> Consigne A
Répondez à ces questions d'après le texte sur le silence :
(i) Sous quel genre de toit se trouve la pièce où l'on s'installe pour avoir du calme ?
(ii) À quoi les particules de poussière sont-elles comparées ?
(iii) Quelle expression entre guillemets sert à qualifier ce silence ?
> Consigne B
Recopiez mot pour mot tout le passage du texte sur le silence qui va de « Ce silence est » jusqu'à « s’ils se rapprochaient. ».

> Extrait fourni
Cela dit, de sons en chants, une soirée comme celle-là n’est pas si reposante. Pour avoir un peu de calme et de repos, je m’installe dans une pièce sous un immense toit de bois et de tôle. À l’intérieur de cet espace apaisant et accueillant, le silence y est religieux. Pas un bruit, pas un son n’émanent de là. Rien à part les paroles de la petite voix intérieure. Celle-là même qu’on aimerait faire taire, de temps en temps, histoire de décrocher ou de raccrocher, rien qu’un instant. 

Ici, rien ne vole non plus, à part les minuscules poussières visibles à travers les premiers rayons de soleil. Telles des paillettes d’or prêtes à rester en apesanteur de bien longues secondes, les particules de poussière dansent très lentement et de manière nonchalante. Suspendues en l’air, elles donnent une impression de stand still.

Ce silence est positivement pesant et peut être qualifié de “silence sourd” ; il permet d’entrer en profondeur en soi. Ce qui est bienfaisant et bienvenu en ces temps de chaos. Aucune notification du foutu téléphone ne passe, rien ne peut venir déranger ces minutes paisibles et sereines. Rien à part l’arrangement sonore, toujours et encore, de cette nature qui semble s’être « arrangée » pour être présente dans cette absence de bruit. Elle ne peut pas me lâcher pour une seule et évidente raison : tout est tellement silencieux à cet instant et à cet endroit précis, que les moindres petits bruissements se font entendre. Au loin, d’abord. Puis, plus on entre dans un grand silence, plus ceux-là deviennent clairs comme s’ils se rapprochaient.

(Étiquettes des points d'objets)
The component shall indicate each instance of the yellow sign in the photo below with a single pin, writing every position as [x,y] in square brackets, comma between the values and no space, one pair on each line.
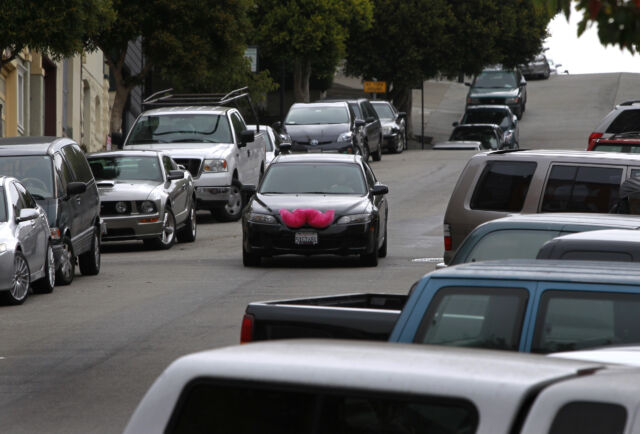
[375,86]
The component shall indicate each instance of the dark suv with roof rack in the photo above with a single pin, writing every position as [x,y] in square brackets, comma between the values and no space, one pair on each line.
[623,119]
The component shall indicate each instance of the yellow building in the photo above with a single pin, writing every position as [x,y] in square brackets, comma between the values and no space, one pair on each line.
[67,98]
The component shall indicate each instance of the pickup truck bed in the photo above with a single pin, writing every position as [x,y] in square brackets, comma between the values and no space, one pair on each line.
[349,316]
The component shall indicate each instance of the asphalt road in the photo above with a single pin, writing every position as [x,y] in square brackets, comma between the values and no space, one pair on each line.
[80,359]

> Réponse A
(i) Sous un immense toit de bois et de tôle.
(ii) À des paillettes d'or prêtes à rester en apesanteur de bien longues secondes.
(iii) « silence sourd ».

> Réponse B
Ce silence est positivement pesant et peut être qualifié de “silence sourd” ; il permet d’entrer en profondeur en soi. Ce qui est bienfaisant et bienvenu en ces temps de chaos. Aucune notification du foutu téléphone ne passe, rien ne peut venir déranger ces minutes paisibles et sereines. Rien à part l’arrangement sonore, toujours et encore, de cette nature qui semble s’être « arrangée » pour être présente dans cette absence de bruit. Elle ne peut pas me lâcher pour une seule et évidente raison : tout est tellement silencieux à cet instant et à cet endroit précis, que les moindres petits bruissements se font entendre. Au loin, d’abord. Puis, plus on entre dans un grand silence, plus ceux-là deviennent clairs comme s’ils se rapprochaient.